## begin RECORDS FOR THIS EXERCISE

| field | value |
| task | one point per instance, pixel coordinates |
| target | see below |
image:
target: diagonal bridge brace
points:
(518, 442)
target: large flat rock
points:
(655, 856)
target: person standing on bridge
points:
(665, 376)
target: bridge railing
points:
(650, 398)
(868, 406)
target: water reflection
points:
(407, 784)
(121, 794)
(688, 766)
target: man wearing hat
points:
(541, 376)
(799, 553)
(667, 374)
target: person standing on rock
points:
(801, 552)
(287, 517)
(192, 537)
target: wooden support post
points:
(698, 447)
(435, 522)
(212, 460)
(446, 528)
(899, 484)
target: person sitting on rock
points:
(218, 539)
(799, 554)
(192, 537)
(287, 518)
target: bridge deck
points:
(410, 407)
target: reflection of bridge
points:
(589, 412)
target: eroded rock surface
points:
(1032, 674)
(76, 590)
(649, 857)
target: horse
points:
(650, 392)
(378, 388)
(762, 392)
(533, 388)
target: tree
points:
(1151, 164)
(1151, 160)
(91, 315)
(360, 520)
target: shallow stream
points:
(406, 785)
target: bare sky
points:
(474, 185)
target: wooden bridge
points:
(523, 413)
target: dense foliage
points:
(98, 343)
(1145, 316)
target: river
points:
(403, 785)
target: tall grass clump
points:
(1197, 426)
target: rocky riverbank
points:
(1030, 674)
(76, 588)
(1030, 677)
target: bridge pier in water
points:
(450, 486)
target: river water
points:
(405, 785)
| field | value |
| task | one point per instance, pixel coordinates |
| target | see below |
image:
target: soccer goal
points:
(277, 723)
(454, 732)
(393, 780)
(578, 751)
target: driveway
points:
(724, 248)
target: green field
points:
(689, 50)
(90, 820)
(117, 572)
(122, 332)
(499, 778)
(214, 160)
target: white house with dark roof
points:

## end RECORDS FOR THIS EXERCISE

• **STATED EXERCISE**
Reproduce all of the lines above verbatim, from the first through the last, without any alteration.

• **SOLUTION**
| field | value |
| task | one point per instance, pixel coordinates |
| target | see below |
image:
target: diagonal bridge brace
points:
(518, 442)
target: large flat rock
points:
(655, 856)
target: person standing on bridge
points:
(665, 376)
target: bridge railing
points:
(650, 398)
(868, 406)
target: water reflection
points:
(407, 784)
(121, 794)
(688, 766)
target: man wearing hat
points:
(541, 376)
(799, 553)
(667, 374)
target: person standing on rock
points:
(801, 552)
(287, 517)
(192, 537)
target: wooden support post
points:
(698, 447)
(435, 522)
(212, 460)
(446, 528)
(899, 484)
target: person sitting on rock
points:
(218, 539)
(799, 554)
(192, 537)
(287, 518)
target: bridge deck
points:
(410, 407)
target: reflection of bridge
points:
(589, 412)
target: eroded rock surface
points:
(1032, 674)
(76, 590)
(649, 857)
target: horse
points:
(650, 392)
(378, 388)
(762, 392)
(533, 388)
target: tree
points:
(1151, 164)
(1151, 160)
(91, 315)
(360, 520)
target: shallow stream
points:
(406, 785)
target: bare sky
points:
(474, 185)
target: wooden bridge
points:
(523, 413)
target: dense foliage
points:
(98, 343)
(1145, 316)
target: river
points:
(403, 785)
target: tall grass clump
points:
(1197, 426)
target: rocky riverbank
points:
(1030, 674)
(76, 588)
(1030, 677)
target: bridge pier in water
points:
(450, 486)
target: river water
points:
(405, 785)
| field | value |
| task | one point per instance, pixel coordinates |
| target | see below |
image:
target: soccer goal
points:
(277, 723)
(454, 732)
(393, 780)
(578, 751)
target: driveway
points:
(724, 248)
target: green field
points:
(689, 50)
(90, 820)
(117, 572)
(122, 332)
(499, 778)
(214, 160)
target: white house with dark roof
points:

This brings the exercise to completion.